## Prompt
Among the entries below, only the lines from the one with "Pin the white cabinet, one" through the one with "Pin the roasted meat, one" are wanted, reproduced exactly. Pictures are not wanted.

──────────

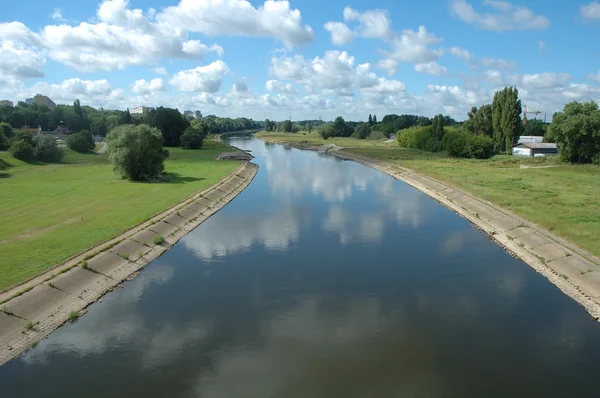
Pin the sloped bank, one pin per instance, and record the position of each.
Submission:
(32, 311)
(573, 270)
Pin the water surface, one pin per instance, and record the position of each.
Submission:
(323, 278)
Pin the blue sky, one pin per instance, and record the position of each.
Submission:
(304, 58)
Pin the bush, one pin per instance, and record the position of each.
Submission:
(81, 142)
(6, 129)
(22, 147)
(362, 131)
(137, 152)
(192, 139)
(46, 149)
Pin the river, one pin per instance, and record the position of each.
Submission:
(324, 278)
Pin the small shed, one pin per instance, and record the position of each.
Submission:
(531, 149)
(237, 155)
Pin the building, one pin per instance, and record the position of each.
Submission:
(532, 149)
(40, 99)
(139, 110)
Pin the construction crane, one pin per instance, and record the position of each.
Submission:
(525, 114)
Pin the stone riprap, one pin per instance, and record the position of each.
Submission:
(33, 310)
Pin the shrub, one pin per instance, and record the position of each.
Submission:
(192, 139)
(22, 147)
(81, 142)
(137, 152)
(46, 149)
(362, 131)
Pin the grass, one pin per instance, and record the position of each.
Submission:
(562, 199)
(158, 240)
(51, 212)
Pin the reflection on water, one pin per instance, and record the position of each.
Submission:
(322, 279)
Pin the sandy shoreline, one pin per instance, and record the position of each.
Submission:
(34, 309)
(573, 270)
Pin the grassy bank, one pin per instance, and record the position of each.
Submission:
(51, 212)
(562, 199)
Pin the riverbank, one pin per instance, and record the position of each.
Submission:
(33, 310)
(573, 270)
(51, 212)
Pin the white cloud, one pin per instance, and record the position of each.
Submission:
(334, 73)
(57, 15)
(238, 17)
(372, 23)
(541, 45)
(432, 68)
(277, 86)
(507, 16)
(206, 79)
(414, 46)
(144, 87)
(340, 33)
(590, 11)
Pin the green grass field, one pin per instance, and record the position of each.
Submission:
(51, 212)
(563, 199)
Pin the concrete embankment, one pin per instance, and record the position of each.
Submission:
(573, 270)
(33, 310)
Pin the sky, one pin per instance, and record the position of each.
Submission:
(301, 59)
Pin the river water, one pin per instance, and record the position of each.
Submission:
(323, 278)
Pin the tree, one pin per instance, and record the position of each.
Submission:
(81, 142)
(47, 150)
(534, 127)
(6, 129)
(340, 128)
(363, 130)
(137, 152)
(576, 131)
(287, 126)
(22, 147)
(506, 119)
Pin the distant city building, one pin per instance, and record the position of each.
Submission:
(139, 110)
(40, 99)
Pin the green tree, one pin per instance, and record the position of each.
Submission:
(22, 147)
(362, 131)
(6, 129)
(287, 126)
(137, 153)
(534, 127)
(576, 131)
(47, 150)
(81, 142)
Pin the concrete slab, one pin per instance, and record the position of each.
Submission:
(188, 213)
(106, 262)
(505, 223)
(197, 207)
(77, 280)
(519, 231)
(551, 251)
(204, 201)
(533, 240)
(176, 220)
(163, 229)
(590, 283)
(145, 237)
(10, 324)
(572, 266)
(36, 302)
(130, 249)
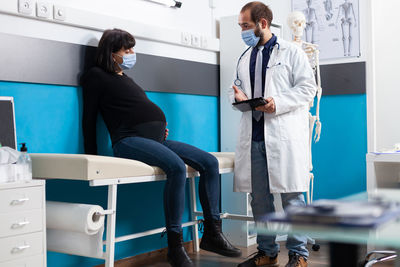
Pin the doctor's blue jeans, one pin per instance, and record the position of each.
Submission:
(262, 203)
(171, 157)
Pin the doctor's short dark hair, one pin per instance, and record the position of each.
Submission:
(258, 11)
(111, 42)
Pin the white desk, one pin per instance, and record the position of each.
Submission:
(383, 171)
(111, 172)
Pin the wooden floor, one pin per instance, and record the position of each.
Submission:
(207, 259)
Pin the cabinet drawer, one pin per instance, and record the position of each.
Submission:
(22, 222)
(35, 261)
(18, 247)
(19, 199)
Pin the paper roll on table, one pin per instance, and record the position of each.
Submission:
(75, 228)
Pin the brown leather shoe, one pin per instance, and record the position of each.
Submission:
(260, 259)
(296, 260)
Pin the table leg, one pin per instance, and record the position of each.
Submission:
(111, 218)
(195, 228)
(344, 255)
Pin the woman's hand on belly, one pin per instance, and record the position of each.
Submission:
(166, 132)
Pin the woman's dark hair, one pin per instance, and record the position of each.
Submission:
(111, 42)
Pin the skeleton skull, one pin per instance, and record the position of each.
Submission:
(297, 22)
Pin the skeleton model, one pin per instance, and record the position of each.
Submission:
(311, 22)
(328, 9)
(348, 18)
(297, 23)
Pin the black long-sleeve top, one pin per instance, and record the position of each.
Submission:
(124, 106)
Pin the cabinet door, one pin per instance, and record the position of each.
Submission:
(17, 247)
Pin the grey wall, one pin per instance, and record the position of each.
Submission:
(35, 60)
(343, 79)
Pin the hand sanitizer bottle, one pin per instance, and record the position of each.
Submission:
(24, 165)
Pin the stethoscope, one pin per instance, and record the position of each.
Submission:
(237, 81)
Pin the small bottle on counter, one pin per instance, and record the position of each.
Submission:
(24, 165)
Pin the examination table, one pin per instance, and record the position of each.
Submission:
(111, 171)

──────────

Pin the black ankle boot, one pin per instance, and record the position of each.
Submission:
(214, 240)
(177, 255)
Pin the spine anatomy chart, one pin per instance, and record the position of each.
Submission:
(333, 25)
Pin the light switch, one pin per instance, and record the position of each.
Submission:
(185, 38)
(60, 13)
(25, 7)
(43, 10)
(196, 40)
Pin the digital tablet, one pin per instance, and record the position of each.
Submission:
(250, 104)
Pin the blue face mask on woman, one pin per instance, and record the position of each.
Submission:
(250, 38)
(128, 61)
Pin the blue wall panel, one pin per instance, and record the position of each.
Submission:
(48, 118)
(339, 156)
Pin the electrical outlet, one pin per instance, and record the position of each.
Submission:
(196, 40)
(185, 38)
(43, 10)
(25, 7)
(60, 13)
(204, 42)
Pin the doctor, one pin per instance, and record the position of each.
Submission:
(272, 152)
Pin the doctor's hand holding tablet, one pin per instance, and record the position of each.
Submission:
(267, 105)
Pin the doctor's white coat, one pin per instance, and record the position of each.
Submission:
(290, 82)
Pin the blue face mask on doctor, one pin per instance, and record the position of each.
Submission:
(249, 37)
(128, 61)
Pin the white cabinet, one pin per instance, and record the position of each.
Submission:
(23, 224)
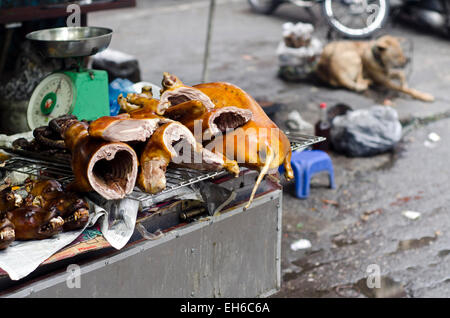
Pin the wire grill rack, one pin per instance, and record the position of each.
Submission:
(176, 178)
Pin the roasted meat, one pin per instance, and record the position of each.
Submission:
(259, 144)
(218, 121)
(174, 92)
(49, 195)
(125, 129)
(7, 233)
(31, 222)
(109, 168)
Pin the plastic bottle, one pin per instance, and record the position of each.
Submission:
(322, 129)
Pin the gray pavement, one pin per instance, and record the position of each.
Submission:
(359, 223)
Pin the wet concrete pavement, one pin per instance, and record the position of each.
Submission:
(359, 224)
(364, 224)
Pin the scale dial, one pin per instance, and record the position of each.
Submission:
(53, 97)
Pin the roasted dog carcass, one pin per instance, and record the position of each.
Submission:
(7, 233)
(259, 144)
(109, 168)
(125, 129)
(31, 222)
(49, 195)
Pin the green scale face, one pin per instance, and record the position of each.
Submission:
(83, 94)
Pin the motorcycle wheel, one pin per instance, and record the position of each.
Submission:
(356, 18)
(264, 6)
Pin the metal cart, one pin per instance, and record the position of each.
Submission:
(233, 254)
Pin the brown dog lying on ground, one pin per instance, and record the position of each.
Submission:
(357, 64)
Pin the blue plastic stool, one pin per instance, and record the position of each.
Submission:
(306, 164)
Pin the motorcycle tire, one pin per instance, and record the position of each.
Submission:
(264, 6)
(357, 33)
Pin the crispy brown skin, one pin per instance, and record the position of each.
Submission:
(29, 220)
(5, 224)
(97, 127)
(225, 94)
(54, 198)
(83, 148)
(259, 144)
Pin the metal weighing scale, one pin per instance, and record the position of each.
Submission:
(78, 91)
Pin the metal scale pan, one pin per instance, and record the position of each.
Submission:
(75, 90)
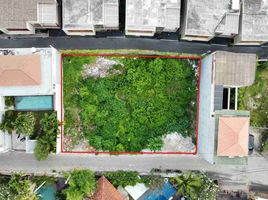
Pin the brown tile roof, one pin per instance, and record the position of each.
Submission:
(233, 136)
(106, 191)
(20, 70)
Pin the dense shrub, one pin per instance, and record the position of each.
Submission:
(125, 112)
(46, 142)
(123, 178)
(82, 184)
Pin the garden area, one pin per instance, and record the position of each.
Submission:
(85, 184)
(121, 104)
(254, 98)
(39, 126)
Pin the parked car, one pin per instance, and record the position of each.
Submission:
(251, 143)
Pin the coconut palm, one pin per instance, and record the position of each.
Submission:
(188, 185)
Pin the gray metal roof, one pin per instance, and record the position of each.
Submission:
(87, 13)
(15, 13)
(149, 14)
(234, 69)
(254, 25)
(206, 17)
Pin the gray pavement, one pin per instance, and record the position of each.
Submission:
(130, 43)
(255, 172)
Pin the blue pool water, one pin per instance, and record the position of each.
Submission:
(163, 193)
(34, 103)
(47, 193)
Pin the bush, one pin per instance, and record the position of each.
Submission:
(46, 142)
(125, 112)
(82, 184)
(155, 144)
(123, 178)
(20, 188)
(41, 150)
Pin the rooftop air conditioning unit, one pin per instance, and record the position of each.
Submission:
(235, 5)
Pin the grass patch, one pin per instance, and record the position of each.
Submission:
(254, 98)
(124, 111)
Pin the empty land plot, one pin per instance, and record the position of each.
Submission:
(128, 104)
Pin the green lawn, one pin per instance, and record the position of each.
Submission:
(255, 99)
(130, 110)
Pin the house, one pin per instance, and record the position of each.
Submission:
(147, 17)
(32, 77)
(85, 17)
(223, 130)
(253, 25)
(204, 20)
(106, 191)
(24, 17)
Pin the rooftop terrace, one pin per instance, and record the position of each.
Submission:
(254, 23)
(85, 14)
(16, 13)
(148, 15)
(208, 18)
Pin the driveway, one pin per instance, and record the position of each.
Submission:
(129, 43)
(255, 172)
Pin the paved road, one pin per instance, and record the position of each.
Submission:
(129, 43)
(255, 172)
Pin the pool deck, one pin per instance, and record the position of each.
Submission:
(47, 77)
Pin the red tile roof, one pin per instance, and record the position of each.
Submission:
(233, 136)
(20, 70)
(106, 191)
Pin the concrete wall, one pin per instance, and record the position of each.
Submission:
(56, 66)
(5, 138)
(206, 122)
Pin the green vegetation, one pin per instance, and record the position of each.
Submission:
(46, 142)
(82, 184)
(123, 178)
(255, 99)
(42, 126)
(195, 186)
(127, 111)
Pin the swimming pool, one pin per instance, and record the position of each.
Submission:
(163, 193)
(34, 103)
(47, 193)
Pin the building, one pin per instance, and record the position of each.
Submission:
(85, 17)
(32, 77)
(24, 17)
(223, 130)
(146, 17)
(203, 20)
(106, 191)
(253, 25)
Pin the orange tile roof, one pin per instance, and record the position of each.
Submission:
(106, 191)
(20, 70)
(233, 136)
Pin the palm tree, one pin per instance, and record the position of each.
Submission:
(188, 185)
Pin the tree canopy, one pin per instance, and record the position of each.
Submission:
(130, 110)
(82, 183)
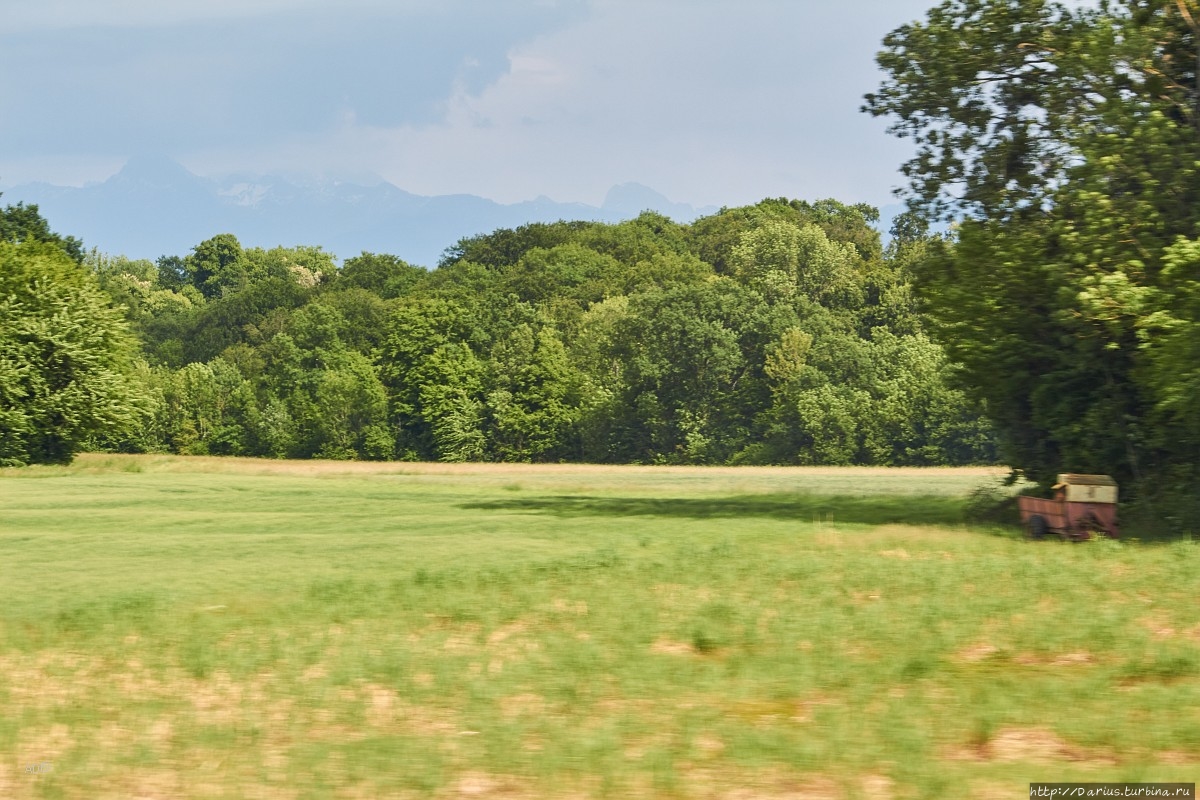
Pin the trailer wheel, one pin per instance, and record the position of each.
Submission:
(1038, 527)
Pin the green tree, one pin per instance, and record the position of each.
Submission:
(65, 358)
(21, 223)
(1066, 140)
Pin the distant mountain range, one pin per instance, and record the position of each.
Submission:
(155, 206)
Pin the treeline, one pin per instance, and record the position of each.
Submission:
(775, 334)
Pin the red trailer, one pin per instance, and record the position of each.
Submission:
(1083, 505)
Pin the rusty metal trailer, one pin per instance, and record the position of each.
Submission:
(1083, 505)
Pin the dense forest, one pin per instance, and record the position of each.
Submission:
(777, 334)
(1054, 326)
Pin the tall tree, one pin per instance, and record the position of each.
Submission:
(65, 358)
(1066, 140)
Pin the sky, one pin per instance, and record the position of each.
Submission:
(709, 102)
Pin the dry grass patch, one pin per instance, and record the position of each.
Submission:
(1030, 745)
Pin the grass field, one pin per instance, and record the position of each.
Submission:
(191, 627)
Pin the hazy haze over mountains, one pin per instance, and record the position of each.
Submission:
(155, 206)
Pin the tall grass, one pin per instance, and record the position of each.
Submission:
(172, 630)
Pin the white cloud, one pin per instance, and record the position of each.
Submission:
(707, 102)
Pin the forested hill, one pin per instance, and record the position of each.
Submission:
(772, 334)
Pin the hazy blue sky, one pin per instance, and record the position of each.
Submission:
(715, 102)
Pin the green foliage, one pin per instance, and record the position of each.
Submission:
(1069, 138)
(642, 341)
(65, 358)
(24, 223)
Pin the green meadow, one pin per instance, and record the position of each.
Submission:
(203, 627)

──────────

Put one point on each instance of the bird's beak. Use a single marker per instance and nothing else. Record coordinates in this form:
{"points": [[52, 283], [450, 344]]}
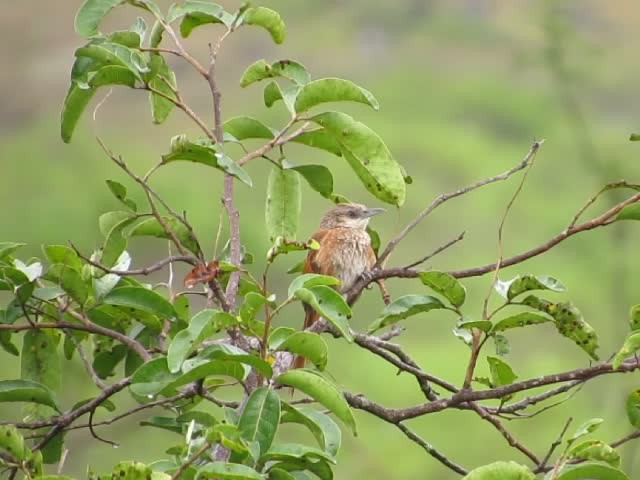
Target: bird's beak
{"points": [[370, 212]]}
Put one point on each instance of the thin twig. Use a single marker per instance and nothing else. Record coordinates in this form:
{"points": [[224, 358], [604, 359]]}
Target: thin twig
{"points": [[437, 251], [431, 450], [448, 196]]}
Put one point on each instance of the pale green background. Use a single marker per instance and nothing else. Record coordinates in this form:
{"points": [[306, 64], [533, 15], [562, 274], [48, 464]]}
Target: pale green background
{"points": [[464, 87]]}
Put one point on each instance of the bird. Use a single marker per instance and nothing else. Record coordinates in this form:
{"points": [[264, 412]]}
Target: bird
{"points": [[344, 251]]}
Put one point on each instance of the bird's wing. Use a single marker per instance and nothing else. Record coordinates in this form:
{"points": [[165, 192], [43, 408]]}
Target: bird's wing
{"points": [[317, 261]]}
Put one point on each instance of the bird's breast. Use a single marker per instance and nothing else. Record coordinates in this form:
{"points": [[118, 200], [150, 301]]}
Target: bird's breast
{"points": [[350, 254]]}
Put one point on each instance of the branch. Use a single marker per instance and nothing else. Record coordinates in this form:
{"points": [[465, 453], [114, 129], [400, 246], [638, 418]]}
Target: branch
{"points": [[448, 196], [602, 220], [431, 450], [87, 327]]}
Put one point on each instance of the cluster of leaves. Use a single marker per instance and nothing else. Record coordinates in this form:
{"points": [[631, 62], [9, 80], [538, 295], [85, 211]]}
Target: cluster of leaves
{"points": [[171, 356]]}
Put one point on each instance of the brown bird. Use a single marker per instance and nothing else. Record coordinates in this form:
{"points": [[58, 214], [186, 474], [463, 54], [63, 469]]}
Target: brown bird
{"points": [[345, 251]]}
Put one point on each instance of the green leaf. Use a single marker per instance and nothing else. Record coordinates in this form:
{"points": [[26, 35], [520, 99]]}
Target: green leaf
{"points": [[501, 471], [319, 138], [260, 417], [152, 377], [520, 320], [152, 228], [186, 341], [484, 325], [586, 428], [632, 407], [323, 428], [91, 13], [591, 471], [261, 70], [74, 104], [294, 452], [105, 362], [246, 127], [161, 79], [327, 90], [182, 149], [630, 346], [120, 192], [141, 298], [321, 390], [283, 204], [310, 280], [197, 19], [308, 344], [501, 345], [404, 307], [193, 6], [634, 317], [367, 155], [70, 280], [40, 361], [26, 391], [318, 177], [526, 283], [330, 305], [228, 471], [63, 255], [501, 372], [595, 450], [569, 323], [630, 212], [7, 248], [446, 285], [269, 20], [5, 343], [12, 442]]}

──────────

## Solved problem
Pin the white cabinet, one pin per instance, and record the position of each.
Submission:
(23, 224)
Pin the wire grill rack, one pin per instance, and record the position of each.
Submission:
(176, 178)
Pin the roasted meat, one pin per instance, and record the position of each.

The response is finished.